[WHAT THIS TASK INVOLVES] Copy out each of the following records word for word, keeping every line as it stands.

[RECORDS FOR THE TASK]
== == ==
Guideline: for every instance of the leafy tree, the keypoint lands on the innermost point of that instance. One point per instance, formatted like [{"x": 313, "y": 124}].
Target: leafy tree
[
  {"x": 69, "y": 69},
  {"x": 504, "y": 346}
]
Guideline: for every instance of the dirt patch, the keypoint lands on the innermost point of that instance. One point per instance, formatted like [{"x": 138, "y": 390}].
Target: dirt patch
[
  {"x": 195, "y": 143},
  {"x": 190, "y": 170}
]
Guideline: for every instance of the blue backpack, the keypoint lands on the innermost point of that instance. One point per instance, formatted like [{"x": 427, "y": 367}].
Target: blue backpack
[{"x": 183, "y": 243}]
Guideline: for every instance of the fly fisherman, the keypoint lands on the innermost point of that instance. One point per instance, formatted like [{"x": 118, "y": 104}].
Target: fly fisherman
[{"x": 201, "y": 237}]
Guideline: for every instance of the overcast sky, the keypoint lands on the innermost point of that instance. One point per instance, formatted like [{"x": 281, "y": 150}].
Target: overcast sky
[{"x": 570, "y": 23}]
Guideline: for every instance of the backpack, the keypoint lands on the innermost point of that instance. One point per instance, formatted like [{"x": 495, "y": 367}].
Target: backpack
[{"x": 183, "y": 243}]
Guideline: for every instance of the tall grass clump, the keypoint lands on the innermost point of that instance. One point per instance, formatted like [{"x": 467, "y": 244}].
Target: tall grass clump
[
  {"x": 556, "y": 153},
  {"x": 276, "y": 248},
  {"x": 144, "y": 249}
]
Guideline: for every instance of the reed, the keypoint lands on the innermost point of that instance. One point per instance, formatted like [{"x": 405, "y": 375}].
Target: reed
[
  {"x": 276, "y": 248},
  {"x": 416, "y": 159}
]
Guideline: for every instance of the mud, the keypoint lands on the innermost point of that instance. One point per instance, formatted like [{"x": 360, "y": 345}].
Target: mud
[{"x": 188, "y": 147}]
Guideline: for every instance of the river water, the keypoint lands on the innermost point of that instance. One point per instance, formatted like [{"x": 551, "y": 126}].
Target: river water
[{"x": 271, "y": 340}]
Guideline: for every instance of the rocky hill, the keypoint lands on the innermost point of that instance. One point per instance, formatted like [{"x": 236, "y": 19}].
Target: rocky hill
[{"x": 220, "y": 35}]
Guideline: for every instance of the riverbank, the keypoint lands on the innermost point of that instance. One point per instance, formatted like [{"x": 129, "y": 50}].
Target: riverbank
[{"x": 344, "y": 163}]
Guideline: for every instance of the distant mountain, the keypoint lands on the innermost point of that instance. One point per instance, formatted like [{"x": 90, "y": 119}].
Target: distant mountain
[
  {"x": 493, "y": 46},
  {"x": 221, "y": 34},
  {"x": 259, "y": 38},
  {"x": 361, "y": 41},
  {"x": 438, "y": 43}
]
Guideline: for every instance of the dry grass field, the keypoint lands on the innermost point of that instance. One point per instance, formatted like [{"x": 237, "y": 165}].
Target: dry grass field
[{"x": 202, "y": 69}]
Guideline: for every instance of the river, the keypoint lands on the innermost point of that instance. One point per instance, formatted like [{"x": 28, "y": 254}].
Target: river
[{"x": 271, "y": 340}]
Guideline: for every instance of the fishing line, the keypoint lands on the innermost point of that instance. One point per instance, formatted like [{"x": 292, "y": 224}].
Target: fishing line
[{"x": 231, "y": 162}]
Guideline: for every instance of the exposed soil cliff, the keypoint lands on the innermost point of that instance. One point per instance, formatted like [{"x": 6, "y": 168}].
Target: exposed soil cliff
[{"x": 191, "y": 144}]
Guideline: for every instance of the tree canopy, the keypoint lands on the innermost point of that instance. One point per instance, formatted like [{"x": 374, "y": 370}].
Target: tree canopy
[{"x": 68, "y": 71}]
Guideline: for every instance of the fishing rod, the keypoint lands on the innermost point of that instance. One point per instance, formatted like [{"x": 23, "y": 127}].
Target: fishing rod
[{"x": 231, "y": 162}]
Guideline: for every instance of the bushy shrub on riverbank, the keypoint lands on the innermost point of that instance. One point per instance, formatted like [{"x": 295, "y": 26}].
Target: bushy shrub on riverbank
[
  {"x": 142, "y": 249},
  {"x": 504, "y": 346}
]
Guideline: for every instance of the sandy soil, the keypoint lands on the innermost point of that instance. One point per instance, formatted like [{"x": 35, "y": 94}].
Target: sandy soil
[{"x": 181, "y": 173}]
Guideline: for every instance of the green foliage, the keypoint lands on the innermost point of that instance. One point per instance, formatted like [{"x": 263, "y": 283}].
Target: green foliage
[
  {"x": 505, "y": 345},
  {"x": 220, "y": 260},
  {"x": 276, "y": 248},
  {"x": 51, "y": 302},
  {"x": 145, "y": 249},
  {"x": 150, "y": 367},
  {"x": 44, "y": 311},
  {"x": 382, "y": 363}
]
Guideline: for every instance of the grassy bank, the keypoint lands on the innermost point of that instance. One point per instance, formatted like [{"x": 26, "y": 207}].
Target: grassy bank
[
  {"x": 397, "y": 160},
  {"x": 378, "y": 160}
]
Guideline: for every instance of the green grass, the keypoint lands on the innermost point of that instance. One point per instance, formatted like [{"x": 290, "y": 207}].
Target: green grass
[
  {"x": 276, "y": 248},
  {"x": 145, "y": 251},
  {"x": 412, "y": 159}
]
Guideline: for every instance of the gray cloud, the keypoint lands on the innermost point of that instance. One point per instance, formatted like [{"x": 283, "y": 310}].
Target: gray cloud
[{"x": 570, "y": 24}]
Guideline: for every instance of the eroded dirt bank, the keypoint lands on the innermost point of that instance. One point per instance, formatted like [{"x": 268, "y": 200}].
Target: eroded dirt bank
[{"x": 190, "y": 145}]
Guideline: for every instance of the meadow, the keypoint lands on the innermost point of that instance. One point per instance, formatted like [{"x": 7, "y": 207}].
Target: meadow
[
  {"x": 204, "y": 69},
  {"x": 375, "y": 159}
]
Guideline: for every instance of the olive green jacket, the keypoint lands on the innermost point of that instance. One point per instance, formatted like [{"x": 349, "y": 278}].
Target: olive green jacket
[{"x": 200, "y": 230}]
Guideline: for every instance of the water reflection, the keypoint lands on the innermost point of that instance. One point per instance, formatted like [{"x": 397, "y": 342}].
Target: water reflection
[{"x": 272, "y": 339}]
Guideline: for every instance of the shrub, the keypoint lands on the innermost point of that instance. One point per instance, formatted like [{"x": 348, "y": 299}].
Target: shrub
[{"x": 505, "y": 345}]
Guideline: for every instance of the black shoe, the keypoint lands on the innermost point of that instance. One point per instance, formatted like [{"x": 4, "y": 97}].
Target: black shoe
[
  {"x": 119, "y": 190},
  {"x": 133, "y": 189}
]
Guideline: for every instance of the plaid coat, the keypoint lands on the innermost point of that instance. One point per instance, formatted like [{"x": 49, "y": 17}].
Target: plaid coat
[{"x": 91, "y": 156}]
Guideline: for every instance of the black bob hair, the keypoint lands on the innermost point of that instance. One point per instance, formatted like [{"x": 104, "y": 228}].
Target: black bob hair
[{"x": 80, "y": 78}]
== == ==
[EXERCISE RESPONSE]
Guideline: for every instance of the leafy tree, the keypoint lands on the innermost point of that instance. One point per instance, formatted like [{"x": 313, "y": 124}].
Target: leafy tree
[
  {"x": 69, "y": 69},
  {"x": 504, "y": 346}
]
Guideline: for every instance of the dirt patch, the keypoint lands on the innermost point of that instance. One point per instance, formatted like [{"x": 138, "y": 390}].
Target: dirt patch
[
  {"x": 195, "y": 143},
  {"x": 190, "y": 170}
]
Guideline: for every instance of the blue backpack, the keypoint lands on the innermost point of that instance. One point per instance, formatted like [{"x": 427, "y": 367}].
Target: blue backpack
[{"x": 183, "y": 243}]
Guideline: for every instance of the fly fisherman, the keypoint lands on the innermost point of that instance. One point per instance, formatted like [{"x": 118, "y": 104}].
Target: fly fisherman
[{"x": 201, "y": 237}]
Guideline: for every instance of the overcast sky, the keypoint lands on the innermost point of that instance. One point per instance, formatted like [{"x": 281, "y": 150}].
Target: overcast sky
[{"x": 570, "y": 23}]
Guideline: for every instance of the backpack, the keypoint lands on the innermost point of that instance. One point per instance, formatted like [{"x": 495, "y": 367}].
Target: backpack
[{"x": 183, "y": 243}]
Guideline: for every instance of the tall grass clump, the keypoint lands on the innermost point of that instance. One point per instance, formatted like [{"x": 467, "y": 244}].
Target: tall grass clump
[
  {"x": 556, "y": 153},
  {"x": 276, "y": 248},
  {"x": 144, "y": 249}
]
Guideline: for every instance of the reed, the keypoint lands on the innermost point of that instance. One point per instance, formatted like [{"x": 405, "y": 375}].
Target: reed
[
  {"x": 276, "y": 248},
  {"x": 416, "y": 159}
]
Guideline: for every instance of the mud, the keypoint lands on the innermost point of that instance. One point per instance, formatted like [{"x": 360, "y": 345}].
Target: mud
[{"x": 188, "y": 147}]
Guideline: for every instance of the river water, the keypoint lands on the innermost point of that instance. One point per instance, formatted like [{"x": 551, "y": 126}].
Target: river water
[{"x": 271, "y": 340}]
Guideline: for every instance of the rocky hill, the keypoint lands on the innermost point of that instance. One point per instance, formatted like [{"x": 236, "y": 19}].
Target: rocky hill
[{"x": 220, "y": 35}]
Guideline: for every instance of the riverbank, the keypoint lands on the innermost point of that instance. One point per instance, formatted like [{"x": 129, "y": 50}].
Target: riverbank
[{"x": 344, "y": 163}]
Guideline: for every instance of the distant mountain, the keypoint lands on the innermost point of that instance. One point per instance, formatted like [{"x": 90, "y": 119}].
Target: distant mountain
[
  {"x": 493, "y": 46},
  {"x": 221, "y": 34},
  {"x": 259, "y": 38},
  {"x": 361, "y": 41},
  {"x": 438, "y": 43}
]
Guideline: for every instance of the dry grass field, the keypoint lands on the innermost point of that instance. One point per instance, formatted like [{"x": 237, "y": 165}].
Target: dry grass field
[{"x": 202, "y": 69}]
Guideline: for every instance of the river, the keypoint lands on the innermost point of that instance. One point per instance, formatted like [{"x": 28, "y": 254}].
Target: river
[{"x": 271, "y": 340}]
Guideline: for every instance of the fishing line, the keypoint lands on the innermost point of that instance. One point per instance, formatted like [{"x": 292, "y": 224}].
Target: fishing line
[{"x": 231, "y": 162}]
Guideline: for every instance of the exposed soil cliff, the keypoint lands on the innermost point of that instance. One point per instance, formatted like [{"x": 6, "y": 168}].
Target: exposed soil cliff
[{"x": 191, "y": 144}]
Guideline: for every instance of the tree canopy, the keypoint lands on the innermost point of that instance. One point per instance, formatted like [{"x": 374, "y": 370}].
Target: tree canopy
[{"x": 68, "y": 71}]
Guideline: for every instance of the fishing rod, the keypoint lands on the innermost point of that instance. One point per instance, formatted like [{"x": 23, "y": 127}].
Target: fishing rod
[{"x": 231, "y": 162}]
Guideline: for every instance of the bushy shrub on riverbank, the keypoint lands on the innermost point of that instance. One point per instance, formatted like [{"x": 295, "y": 26}].
Target: bushy shrub on riverbank
[
  {"x": 142, "y": 249},
  {"x": 504, "y": 346}
]
Guideline: for every instance of the sandy soil, the keypoint lands on the innermost point of that instance. One point per instance, formatted like [{"x": 35, "y": 94}].
Target: sandy soil
[{"x": 181, "y": 173}]
Guideline: for every instance of the green foliage, the keypoint lands on the innermost point of that instance. One point per instance, formatted like [{"x": 263, "y": 283}].
Target: green foliage
[
  {"x": 505, "y": 345},
  {"x": 220, "y": 260},
  {"x": 276, "y": 248},
  {"x": 51, "y": 302},
  {"x": 145, "y": 249},
  {"x": 150, "y": 367},
  {"x": 44, "y": 311},
  {"x": 382, "y": 363}
]
Guideline: for every instance of the grassy bank, the keypoint lands on the innermost point of that instance. One point per instance, formatted like [{"x": 26, "y": 207}].
Target: grassy bank
[
  {"x": 397, "y": 160},
  {"x": 378, "y": 160}
]
Guideline: for every instance of the green grass, the keypoint lands on the innermost point of that instance. One point per instance, formatted like [{"x": 290, "y": 207}].
Target: green grass
[
  {"x": 276, "y": 248},
  {"x": 145, "y": 251},
  {"x": 412, "y": 159}
]
Guideline: for every instance of the gray cloud, the keypoint lands on the innermost point of that instance. One point per instance, formatted like [{"x": 283, "y": 310}].
Target: gray cloud
[{"x": 570, "y": 24}]
Guideline: for every instance of the eroded dirt bank, the keypoint lands on the innermost point of that instance. One point per instance, formatted like [{"x": 268, "y": 200}].
Target: eroded dirt bank
[{"x": 190, "y": 145}]
Guideline: for every instance of the meadow, the keypoint lands on the innermost point of that instance. One point per instance, formatted like [{"x": 7, "y": 207}].
Target: meadow
[
  {"x": 204, "y": 69},
  {"x": 375, "y": 159}
]
Guideline: for every instance of the olive green jacket, the keypoint lands on the innermost point of that instance. One point per instance, formatted like [{"x": 349, "y": 278}].
Target: olive green jacket
[{"x": 200, "y": 230}]
Guideline: for every instance of the water reflection, the keypoint lands on the innermost point of that instance. One point per instance, formatted like [{"x": 397, "y": 342}].
Target: water reflection
[{"x": 272, "y": 339}]
Guideline: for every instance of the shrub, the keypoint lands on the innermost point of that instance. One point per instance, formatted like [{"x": 348, "y": 299}].
Target: shrub
[{"x": 505, "y": 345}]
Guideline: for every instance of the black shoe, the keypoint lands on the innermost point of that instance. One point per instance, formatted like [{"x": 4, "y": 97}].
Target: black shoe
[
  {"x": 119, "y": 190},
  {"x": 133, "y": 189}
]
Guideline: for every instance of the plaid coat, the keypoint lands on the innermost point of that instance. One point per instance, formatted like [{"x": 49, "y": 17}].
Target: plaid coat
[{"x": 91, "y": 156}]
Guideline: for every instance of the black bob hair, the keypoint lands on the innermost point of that instance. One point per instance, formatted like [{"x": 104, "y": 228}].
Target: black bob hair
[{"x": 80, "y": 78}]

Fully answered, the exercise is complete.